# Excerpted passage
□ □ □

Presumptive President Ferdinand R. Marcos Jr. will inherit a narrower economic growth target following a downgrading of growth forecast this year to 7.0 percent and 8.0 percent from the original assumption of 7.0 percent to 9.0 percent by the outgoing Duterte administration.
The inter-agency Development Budget Coordination Committee (DBCC) on Tuesday, May 24, announced a slight revision of its gross domestic product (GDP) target range for the year due to unfavorable external environment.
Socioeconomic Planning Secretary Karl Kendrick T. Chua said the revision was primary driven by external risks, such as the Russian-Ukraine war, China’s slowdown, and monetary normalization in the United States.
“The Philippine economy’s strong recovery in the first quarter of 2022 has moved us closer to our goal of achieving at least 7.0 percent growth this year. However, in light of heightened external risks… the full-year growth target was slightly revised,” the DBCC said.
Meanwhile, real GDP growth forecast was retained at 6.0 percent to 7.0 percent for 2023 to 2025 as the economy is expected to sustain its strong recovery in the medium term, the economic team said.
“Shifting the entire country to alert level 1, increasing the vaccination rate, especially for seniors and children, and reopening all face-to-face classes are crucial to further strengthen domestic demand, cushion the impact of external events, and achieve our growth targets,” it said.
Moreover, the average inflation rate assumption for this year was also adjusted upwards and is projected to range from 3.7 percent to 4.7 percent. This is higher than the government’s target of 2.0 percent to 4.0 percent.

□ □ □

# How to complete this task
Proceed with the report on the revised Philippine growth and inflation targets, continuing after its final sentence.

□ □ □

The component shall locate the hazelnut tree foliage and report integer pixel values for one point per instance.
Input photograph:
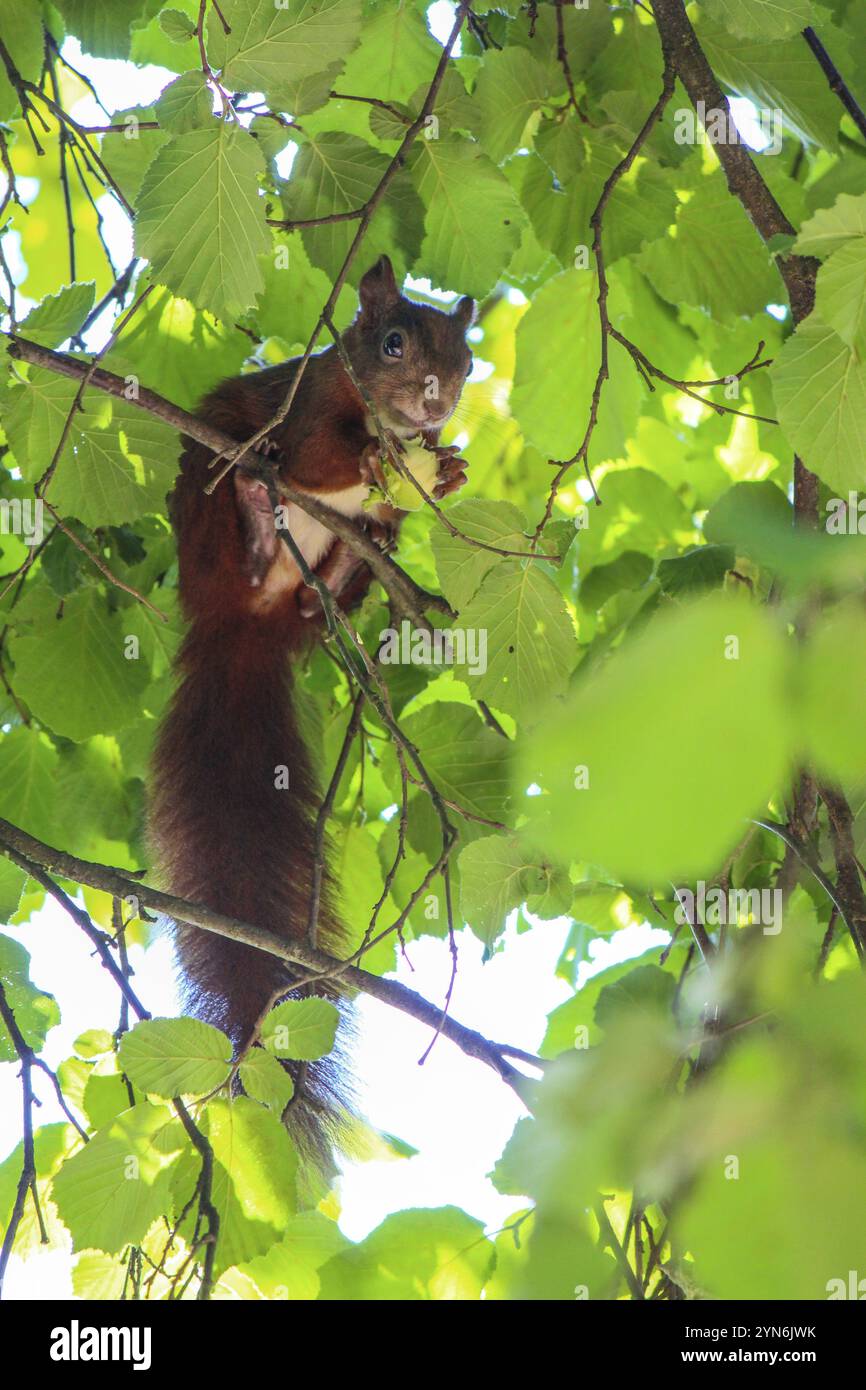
(676, 652)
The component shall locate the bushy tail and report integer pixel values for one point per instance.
(232, 823)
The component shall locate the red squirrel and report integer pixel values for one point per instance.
(224, 829)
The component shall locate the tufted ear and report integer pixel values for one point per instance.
(464, 313)
(378, 289)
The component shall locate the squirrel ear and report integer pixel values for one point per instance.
(378, 288)
(464, 312)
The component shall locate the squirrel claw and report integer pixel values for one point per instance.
(452, 471)
(267, 448)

□ □ □

# Answer to the exercise
The adjustment was due to following the uptick in the price of food and energy as a result of ongoing geopolitical tensions from the Russia-Ukraine conflict and disrupted supply chains.
Nevertheless, the DBCC maintained the inflation rate assumption at 2.0 percent to 4.0 percent for 2023 to 2025, consistent with the latest forecasts of other agencies and its deceleration over the medium-term.
Likewise, the assumption for the price of Dubai crude oil per barrel for this year was increased to $90 to $110 per barrel considering potential supply disruptions caused by the Russia-Ukraine conflict.
“Nonetheless, this is expected to decrease to $80 to $100 per barrel in 2023 and $70 to $90 per barrel in 2024 to 2025 as oil supply is expected to catch up over the medium-term,” the DBCC said.
“As we transition to a new administration, we are confident that the country will not see an end to the enactment of more game-changing reforms,” the DBCC said.
“The DBCC stands ready to work closely with the economic managers of the incoming administration to achieve more sustainable and inclusive growth for the Filipino people,” the inter-agency concluded.